> **Description of the task**: Begin at the line that contains "# draw the outline of every instance of the star" and continue through the end of the records, writing every line out again with the requests included. Shift each vertex coordinate in the answer outlines by adding 139, and leave every other number unchanged.

> **Information given**:
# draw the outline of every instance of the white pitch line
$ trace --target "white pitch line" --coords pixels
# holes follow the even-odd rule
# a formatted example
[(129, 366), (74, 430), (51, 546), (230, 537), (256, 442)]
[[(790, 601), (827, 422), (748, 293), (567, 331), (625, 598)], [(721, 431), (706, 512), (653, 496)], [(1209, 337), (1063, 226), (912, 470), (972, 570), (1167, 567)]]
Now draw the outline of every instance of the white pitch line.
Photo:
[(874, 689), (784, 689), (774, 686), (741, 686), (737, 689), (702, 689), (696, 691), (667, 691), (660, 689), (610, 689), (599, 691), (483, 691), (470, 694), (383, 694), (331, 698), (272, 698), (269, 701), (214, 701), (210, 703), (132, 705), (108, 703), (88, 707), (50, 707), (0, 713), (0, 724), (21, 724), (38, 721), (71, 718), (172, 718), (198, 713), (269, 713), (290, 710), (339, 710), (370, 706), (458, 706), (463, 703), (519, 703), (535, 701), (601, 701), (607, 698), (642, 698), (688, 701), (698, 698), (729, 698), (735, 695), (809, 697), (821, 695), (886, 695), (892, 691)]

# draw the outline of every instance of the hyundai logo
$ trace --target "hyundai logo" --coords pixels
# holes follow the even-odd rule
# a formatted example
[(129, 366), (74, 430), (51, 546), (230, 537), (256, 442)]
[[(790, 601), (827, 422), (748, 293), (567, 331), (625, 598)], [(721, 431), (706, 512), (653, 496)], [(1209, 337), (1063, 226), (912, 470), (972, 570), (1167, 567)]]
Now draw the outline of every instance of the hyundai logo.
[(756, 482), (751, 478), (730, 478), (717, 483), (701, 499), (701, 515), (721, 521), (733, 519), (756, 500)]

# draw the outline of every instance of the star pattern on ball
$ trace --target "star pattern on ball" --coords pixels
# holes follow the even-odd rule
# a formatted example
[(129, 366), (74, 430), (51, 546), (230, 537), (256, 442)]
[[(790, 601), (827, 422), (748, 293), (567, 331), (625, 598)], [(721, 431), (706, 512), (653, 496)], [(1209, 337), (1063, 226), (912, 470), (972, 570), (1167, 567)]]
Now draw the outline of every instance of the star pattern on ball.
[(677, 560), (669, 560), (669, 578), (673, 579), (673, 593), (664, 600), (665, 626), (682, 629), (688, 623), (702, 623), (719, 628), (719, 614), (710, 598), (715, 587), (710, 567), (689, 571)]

> **Exercise result**:
# draw the outline of every instance of the star pattern on ball
$ trace --target "star pattern on ball" --coords pixels
# holes follow the even-odd rule
# a formatted example
[(129, 366), (74, 430), (51, 546), (230, 537), (256, 442)]
[[(790, 601), (827, 422), (748, 293), (567, 331), (625, 598)], [(721, 431), (706, 512), (653, 496)], [(1209, 337), (1063, 226), (912, 470), (972, 570), (1167, 567)]]
Now draw the outline of every instance of the star pattern on ball.
[(816, 699), (808, 699), (808, 717), (812, 718), (812, 732), (803, 739), (804, 765), (821, 768), (827, 762), (841, 762), (858, 767), (858, 753), (849, 737), (854, 726), (849, 706), (828, 710)]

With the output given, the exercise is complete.